** start of Quoted text **
On December 21, 1979, the Department of Labor formally amended its FLSA interpretive regulations to provide that publicly owned mass transit systems are not entitled to imunity under National League, 44 Fed.Reg. 75, 630 (1979)(codified at 29 C.F.R. § 775.3(b)(3)(1983)) and since that time no regulations have issued restricting FLSA's application to mass transit.

d. Throughout the period following December 21, 1979, other courts of appeals, besides the Eleventh Circuit in this case, found and confirmed FLSA coverage of publicly operated mass transit.3 And during this period the Supreme Court decided United Transportation Union v. Long Island R.R. Co., 455 U.S. 678, 102 S.Ct. 1349, 71 L.Ed.2d 547 (1982), in which the Court ruled that commuter rail service provided by the state-owned Long Island Rail Road did not constitute a traditional governmental function and hence did not enjoy constitutional immunity under National League.4

e. On April 27, 1981, this court found defendant and its transit system to be covered by the FLSA.

8. From the foregoing it must be found that defendant, aware of the Department of Labor's regulations and other courts' decisions, pursued its honest differences with those regulations and decisions until this court's adverse ruling on April 27, 1981. From and after that date defendant knew its transit system was covered by FLSA.
** end of Quoted text **
** start of Supplied records **
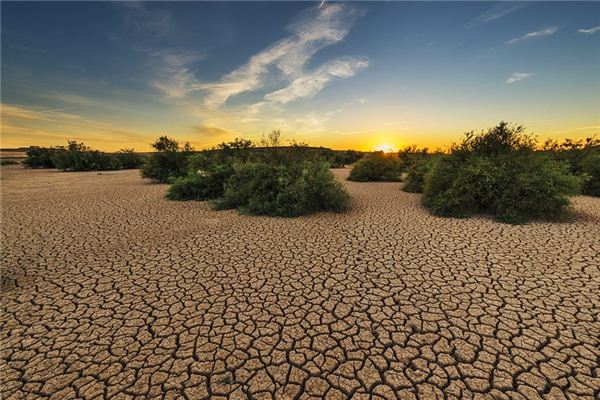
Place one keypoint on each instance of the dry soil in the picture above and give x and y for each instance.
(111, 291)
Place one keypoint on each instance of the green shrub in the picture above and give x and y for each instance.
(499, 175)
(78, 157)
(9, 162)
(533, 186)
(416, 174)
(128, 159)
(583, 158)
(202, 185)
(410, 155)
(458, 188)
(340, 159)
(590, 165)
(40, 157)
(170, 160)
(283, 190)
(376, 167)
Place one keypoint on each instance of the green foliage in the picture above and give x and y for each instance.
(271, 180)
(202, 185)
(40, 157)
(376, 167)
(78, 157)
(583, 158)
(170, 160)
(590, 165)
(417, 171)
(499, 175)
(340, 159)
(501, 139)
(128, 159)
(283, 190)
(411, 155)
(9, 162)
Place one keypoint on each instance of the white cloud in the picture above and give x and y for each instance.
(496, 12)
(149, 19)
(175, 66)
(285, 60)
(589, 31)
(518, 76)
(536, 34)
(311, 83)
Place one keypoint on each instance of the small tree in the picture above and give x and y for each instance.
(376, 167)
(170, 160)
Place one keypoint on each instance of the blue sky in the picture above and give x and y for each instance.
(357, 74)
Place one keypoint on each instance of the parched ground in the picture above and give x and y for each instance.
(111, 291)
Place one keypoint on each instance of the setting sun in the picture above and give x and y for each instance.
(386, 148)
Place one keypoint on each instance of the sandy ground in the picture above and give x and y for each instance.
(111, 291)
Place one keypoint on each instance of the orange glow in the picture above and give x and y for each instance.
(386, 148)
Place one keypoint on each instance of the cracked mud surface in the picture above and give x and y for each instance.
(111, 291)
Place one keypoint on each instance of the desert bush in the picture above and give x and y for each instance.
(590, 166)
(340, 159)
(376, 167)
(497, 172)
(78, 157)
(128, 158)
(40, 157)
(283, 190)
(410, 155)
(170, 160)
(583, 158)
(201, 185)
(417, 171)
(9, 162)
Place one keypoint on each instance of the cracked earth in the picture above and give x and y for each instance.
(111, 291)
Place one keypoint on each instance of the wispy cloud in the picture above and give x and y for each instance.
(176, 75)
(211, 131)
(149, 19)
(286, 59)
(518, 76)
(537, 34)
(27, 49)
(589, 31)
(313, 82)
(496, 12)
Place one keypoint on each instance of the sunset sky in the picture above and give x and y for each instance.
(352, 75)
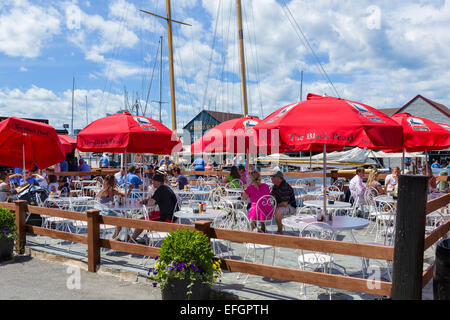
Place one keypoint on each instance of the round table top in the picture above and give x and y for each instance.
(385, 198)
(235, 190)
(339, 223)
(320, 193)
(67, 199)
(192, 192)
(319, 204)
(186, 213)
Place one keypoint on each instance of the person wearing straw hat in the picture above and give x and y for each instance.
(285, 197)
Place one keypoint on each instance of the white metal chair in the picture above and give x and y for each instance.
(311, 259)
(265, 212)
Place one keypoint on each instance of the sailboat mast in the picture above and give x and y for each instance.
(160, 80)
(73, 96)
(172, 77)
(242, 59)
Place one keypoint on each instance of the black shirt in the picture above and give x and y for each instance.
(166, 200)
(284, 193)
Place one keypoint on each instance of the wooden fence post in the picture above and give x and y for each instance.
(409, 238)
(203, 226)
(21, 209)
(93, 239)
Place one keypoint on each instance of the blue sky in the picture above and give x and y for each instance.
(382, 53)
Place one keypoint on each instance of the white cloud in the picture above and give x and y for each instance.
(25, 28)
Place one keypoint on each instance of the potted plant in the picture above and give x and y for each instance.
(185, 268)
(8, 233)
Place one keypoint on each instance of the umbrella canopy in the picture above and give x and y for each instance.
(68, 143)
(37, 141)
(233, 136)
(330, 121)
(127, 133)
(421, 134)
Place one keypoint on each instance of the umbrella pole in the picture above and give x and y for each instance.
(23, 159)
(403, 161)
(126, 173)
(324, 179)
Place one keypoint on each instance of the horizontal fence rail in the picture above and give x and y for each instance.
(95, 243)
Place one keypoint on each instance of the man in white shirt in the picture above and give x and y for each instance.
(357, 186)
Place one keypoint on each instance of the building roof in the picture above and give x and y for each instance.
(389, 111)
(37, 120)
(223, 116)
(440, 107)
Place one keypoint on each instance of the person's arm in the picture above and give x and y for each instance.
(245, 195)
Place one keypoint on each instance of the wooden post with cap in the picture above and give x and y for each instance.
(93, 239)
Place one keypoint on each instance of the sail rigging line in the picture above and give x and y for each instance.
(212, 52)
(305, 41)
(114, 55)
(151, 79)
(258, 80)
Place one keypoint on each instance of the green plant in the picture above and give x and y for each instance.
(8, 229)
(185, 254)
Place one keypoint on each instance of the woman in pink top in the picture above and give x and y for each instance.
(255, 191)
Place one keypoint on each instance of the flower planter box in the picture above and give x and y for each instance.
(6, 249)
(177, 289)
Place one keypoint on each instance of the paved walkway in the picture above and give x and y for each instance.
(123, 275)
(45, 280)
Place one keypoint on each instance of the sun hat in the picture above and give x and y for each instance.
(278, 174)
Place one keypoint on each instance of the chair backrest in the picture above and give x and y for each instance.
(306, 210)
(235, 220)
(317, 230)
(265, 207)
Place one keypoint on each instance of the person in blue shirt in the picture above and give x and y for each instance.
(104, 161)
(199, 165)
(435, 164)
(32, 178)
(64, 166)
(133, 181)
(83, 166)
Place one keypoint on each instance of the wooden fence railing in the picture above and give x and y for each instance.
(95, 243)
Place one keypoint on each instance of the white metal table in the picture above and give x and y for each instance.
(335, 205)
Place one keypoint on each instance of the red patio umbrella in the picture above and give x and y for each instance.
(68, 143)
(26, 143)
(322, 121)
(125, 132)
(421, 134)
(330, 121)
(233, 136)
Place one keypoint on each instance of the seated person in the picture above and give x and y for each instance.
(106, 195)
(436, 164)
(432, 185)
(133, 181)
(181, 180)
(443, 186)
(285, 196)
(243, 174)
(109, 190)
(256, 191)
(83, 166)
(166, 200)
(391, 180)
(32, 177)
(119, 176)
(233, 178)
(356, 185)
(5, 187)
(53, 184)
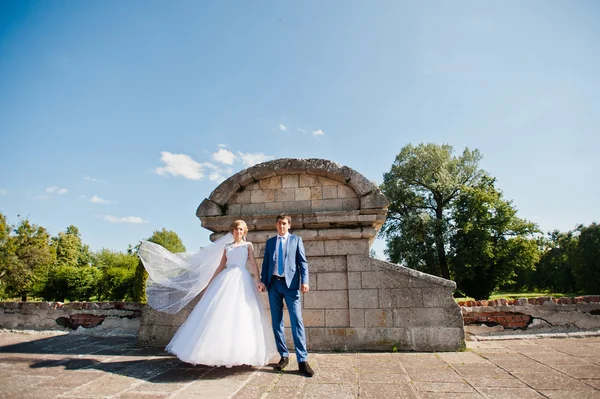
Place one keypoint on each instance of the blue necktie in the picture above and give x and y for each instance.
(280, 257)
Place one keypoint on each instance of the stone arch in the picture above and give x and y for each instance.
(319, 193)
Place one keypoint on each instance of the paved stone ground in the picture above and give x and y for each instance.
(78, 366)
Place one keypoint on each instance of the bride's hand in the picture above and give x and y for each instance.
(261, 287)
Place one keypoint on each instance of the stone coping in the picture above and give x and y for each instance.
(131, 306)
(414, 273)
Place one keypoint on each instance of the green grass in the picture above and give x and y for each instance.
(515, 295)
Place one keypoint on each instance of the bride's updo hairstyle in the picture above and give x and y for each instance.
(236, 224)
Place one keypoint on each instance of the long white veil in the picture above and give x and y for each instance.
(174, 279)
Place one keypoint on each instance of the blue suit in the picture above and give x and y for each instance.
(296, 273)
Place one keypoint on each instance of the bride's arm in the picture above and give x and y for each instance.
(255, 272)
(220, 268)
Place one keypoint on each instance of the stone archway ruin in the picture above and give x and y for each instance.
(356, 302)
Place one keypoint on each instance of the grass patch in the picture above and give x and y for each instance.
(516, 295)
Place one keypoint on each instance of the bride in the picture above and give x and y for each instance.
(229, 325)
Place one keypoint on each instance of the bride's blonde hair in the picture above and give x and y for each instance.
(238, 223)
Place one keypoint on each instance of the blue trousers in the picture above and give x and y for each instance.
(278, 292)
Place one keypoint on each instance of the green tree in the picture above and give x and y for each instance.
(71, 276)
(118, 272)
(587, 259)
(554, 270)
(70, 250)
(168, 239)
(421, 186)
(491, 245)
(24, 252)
** end of Supplied records **
** start of Supplied records **
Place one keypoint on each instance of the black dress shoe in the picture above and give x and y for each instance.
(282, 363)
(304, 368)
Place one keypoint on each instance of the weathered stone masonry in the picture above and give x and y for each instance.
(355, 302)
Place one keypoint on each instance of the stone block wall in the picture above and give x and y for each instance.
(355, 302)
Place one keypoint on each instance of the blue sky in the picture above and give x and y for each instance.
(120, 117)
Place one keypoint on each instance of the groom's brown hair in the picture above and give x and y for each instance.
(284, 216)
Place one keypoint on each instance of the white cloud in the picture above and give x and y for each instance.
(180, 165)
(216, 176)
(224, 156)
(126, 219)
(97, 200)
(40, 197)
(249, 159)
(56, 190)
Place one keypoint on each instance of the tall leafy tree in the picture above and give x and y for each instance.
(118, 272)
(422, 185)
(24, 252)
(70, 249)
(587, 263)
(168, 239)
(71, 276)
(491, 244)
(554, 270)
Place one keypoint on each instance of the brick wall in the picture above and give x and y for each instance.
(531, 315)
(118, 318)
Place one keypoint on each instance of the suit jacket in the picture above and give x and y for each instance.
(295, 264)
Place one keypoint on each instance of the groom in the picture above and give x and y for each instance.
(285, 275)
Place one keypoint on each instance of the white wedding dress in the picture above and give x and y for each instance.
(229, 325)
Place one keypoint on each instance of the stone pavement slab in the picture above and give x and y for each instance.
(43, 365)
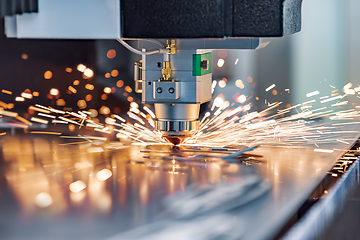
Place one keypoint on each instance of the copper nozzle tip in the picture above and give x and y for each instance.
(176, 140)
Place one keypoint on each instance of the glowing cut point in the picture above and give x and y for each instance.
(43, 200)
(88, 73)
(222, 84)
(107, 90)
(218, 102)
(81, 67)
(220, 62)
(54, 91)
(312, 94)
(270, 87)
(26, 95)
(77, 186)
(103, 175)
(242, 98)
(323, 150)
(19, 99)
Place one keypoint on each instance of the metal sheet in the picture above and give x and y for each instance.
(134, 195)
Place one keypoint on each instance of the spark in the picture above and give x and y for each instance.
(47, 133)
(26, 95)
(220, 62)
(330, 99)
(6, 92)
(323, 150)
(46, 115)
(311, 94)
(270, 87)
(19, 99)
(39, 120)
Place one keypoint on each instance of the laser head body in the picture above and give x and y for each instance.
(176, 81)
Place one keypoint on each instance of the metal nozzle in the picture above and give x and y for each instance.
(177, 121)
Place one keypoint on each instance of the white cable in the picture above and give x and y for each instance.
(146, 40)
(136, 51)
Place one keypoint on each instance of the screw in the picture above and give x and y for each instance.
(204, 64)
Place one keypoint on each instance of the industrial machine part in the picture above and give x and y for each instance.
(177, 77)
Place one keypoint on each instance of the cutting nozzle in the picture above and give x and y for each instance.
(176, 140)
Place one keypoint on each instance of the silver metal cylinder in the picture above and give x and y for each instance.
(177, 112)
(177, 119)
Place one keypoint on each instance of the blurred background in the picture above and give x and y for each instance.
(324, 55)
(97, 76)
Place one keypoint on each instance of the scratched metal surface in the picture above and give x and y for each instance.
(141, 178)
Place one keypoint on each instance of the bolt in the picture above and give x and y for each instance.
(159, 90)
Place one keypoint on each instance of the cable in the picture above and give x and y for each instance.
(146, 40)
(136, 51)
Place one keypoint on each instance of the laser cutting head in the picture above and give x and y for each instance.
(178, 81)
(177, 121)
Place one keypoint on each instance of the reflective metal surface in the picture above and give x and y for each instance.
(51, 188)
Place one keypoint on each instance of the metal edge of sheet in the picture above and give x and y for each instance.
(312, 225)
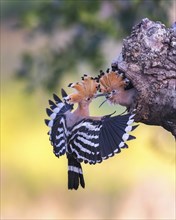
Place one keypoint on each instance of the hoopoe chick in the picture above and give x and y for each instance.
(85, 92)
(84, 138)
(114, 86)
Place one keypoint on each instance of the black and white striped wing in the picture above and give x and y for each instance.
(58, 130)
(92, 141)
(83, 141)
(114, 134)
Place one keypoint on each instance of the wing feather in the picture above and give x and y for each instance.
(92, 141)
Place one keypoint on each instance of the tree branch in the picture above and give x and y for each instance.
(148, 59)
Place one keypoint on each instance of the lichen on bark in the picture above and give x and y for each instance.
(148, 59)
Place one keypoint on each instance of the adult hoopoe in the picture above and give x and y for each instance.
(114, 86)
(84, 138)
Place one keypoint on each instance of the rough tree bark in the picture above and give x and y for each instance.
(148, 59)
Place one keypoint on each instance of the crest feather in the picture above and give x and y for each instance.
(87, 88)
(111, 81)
** end of Supplied records **
** start of Supplied records **
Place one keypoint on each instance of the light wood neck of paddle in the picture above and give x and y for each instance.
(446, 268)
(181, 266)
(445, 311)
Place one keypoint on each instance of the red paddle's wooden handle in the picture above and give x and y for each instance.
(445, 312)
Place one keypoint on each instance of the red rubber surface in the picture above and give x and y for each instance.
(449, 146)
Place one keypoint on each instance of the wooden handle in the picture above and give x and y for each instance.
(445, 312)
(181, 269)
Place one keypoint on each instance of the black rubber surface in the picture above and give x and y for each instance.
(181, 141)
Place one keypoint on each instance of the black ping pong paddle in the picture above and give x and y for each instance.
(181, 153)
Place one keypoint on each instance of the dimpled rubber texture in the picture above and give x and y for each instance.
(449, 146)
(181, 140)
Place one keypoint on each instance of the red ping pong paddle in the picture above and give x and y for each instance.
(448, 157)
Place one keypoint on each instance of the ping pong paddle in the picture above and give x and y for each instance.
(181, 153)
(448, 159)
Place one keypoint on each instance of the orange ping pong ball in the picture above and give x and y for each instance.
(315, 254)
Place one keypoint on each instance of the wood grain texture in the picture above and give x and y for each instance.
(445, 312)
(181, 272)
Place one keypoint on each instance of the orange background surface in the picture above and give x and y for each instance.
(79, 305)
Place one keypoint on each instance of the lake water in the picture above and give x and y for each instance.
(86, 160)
** end of Supplied records **
* **Problem details**: Continue the court passage on FLSA coverage of the public transit system, starting right after its last sentence.

* **Final result**:
CONCLUSIONS OF LAW

9. Defendant has asked the court to reexamine and change the summary judgment order on the issue of liability that has already been affirmed on appeal, citing Chevron Oil Co. v. Huson, 404 U.S. 97, 92 S.Ct. 349, 30 L.Ed.2d 296 (1971)("Chevron") for the proposition that the Supreme Court's decision in Garcia should be applied prospectively only. What defendant ignores is that this court ruled on liability on April 27, 1981, pursuant to the FLSA, and such ruling was affirmed and the Supreme Court denied defendant's petition for a writ of certiorari approximately two weeks after Garcia was decided.5

Moreover the Chevron factors regarding nonretroactivity are a compendium of federal common law principles for use in the absence of federal statutory provisions. Federal common law is inapplicable where Congress has determined by statute—as here the FLSA and the Portal to Portal Act, 29 U.S.C.A. §§ 251-262 (West 1985)— the underlying policy and its enforcement. Milwaukee v. Illinois and Michigan, 451 U.S. 304, 312-14, 101 S.Ct. 1784, 1790-91, 68 L.Ed.2d 114, 123-25 (1981). See also Clearfield Trust Co. v. United States, 318 U.S. 363, 366-67, 63 S.Ct. 573, 575, 87 L.Ed. 838, 841-42 (1943)(Federal common law can be applied, if at all, only "in the absence of an applicable Act of Congress. ..."); Tennessee Valley Authority v. Hill, 437 U.S. 153, 195, 98 S.Ct. 2279, 2302, 57 L.Ed.2d 117, 147 (1978).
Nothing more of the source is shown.